* [Task to complete]: Count the lines in the rows below that contain the string "tree" and reply with only that number.

* [Provided records]:
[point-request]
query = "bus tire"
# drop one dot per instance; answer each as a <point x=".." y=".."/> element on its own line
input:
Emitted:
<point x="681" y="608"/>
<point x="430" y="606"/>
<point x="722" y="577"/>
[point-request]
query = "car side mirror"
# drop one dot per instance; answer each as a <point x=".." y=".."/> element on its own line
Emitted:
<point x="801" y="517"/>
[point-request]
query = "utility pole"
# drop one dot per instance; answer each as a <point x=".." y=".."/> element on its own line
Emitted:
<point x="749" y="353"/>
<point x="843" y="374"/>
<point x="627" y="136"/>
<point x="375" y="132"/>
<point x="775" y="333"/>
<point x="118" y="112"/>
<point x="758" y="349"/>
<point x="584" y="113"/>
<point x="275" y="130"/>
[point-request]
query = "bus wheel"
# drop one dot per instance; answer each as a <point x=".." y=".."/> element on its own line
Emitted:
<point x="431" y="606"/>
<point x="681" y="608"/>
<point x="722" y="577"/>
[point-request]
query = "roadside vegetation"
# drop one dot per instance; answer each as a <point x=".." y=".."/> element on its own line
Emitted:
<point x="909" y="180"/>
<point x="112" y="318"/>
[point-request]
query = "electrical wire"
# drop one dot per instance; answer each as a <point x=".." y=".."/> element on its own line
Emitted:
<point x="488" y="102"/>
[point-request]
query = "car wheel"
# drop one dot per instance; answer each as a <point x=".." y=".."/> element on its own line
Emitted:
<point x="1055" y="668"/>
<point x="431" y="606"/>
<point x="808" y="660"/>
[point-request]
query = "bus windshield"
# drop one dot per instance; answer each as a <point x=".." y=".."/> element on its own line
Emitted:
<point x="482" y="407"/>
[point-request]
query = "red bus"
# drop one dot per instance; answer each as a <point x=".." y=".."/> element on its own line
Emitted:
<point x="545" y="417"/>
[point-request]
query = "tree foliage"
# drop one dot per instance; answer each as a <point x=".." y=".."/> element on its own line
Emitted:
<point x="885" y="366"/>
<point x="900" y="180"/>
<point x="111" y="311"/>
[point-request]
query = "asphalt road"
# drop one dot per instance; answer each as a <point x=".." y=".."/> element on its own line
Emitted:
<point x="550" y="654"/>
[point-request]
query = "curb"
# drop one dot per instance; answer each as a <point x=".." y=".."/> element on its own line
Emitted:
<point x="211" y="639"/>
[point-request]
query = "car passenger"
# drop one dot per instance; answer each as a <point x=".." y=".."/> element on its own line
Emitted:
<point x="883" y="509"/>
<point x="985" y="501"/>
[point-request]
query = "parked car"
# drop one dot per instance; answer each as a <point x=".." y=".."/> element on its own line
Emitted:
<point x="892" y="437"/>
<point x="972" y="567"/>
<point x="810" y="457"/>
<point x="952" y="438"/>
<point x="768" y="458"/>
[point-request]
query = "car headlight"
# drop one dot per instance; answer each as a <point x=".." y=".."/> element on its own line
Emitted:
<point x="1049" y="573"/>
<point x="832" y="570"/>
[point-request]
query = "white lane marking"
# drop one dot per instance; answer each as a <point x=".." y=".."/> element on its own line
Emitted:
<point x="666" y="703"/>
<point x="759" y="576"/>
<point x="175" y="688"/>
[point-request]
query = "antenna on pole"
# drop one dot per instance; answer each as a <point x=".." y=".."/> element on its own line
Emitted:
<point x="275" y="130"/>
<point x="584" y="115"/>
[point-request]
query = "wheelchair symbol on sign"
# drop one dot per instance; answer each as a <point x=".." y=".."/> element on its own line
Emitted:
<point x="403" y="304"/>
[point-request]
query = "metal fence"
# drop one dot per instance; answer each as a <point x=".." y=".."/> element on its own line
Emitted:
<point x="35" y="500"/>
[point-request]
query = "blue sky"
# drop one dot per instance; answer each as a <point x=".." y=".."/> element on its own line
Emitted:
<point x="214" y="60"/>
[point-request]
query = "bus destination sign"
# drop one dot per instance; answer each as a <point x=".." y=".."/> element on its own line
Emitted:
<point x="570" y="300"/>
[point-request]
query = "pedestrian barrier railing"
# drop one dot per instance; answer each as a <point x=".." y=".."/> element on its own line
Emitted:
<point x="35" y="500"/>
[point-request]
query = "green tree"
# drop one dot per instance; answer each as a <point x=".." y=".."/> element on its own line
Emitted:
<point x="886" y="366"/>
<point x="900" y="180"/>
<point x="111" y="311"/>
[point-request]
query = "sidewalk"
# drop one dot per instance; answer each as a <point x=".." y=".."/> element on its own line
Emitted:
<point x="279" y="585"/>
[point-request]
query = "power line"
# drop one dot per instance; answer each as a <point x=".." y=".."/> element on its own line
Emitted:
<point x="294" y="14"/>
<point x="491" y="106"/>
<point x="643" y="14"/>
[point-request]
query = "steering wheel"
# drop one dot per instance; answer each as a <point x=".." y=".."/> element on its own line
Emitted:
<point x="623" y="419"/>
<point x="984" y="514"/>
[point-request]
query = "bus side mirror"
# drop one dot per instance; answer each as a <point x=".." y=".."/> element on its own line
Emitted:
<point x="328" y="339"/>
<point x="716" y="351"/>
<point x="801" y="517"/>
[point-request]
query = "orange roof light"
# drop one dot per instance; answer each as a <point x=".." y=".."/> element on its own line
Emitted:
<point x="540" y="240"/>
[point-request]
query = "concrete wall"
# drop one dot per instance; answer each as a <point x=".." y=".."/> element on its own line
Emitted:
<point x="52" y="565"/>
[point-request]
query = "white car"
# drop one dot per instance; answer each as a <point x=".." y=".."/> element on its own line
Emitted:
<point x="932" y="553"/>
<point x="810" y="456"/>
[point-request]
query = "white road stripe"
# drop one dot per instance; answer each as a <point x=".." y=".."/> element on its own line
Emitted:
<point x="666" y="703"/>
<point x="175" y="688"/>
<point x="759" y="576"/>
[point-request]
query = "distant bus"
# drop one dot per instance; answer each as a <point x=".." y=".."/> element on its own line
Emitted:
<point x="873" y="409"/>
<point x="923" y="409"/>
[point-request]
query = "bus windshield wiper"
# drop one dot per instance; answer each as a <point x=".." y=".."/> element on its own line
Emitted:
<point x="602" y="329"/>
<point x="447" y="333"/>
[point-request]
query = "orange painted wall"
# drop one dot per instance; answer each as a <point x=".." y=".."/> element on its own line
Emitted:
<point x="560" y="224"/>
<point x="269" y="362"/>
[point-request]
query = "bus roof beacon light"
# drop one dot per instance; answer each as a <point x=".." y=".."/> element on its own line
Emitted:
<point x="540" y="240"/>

---

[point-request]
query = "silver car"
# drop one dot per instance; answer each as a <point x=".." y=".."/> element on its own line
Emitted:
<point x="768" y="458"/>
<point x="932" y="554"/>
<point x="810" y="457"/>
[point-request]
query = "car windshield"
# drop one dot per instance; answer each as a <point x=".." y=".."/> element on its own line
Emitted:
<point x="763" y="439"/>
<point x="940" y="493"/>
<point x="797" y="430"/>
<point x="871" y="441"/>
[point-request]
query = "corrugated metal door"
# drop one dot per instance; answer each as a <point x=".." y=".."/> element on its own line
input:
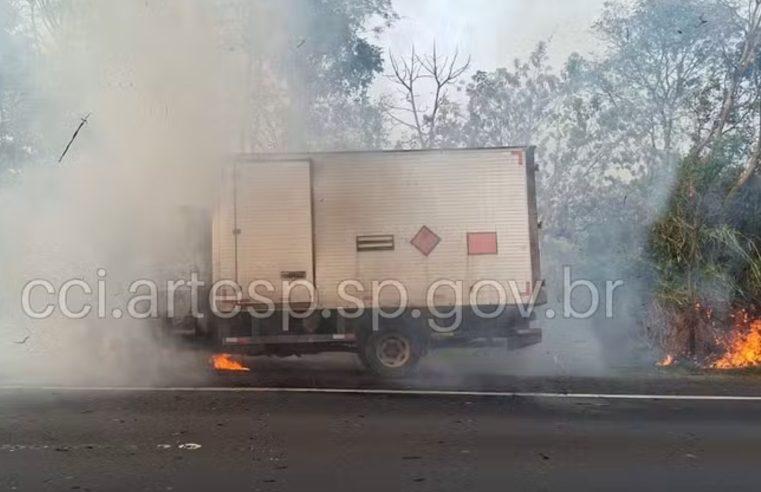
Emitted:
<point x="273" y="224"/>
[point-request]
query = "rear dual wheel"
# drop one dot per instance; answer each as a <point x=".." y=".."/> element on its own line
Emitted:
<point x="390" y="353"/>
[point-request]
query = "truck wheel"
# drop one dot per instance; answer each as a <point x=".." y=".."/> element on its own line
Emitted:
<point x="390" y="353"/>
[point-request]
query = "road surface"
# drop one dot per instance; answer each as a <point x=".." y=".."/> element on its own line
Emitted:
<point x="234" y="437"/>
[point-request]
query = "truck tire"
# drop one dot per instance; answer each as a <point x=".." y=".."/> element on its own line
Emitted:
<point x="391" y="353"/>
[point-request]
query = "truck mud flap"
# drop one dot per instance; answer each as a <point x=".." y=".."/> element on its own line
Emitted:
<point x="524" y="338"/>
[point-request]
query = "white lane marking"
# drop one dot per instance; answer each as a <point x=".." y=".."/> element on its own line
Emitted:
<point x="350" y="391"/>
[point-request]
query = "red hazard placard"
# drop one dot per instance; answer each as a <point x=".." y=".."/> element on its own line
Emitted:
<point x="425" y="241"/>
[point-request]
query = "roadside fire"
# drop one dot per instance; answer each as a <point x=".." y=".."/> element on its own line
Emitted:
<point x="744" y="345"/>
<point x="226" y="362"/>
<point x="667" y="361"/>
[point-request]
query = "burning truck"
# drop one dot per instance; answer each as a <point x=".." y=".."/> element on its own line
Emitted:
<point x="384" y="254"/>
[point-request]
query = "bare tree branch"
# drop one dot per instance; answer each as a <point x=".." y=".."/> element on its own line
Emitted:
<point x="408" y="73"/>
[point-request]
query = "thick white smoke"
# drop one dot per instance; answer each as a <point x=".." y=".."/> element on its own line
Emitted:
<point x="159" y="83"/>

* [Written response]: 3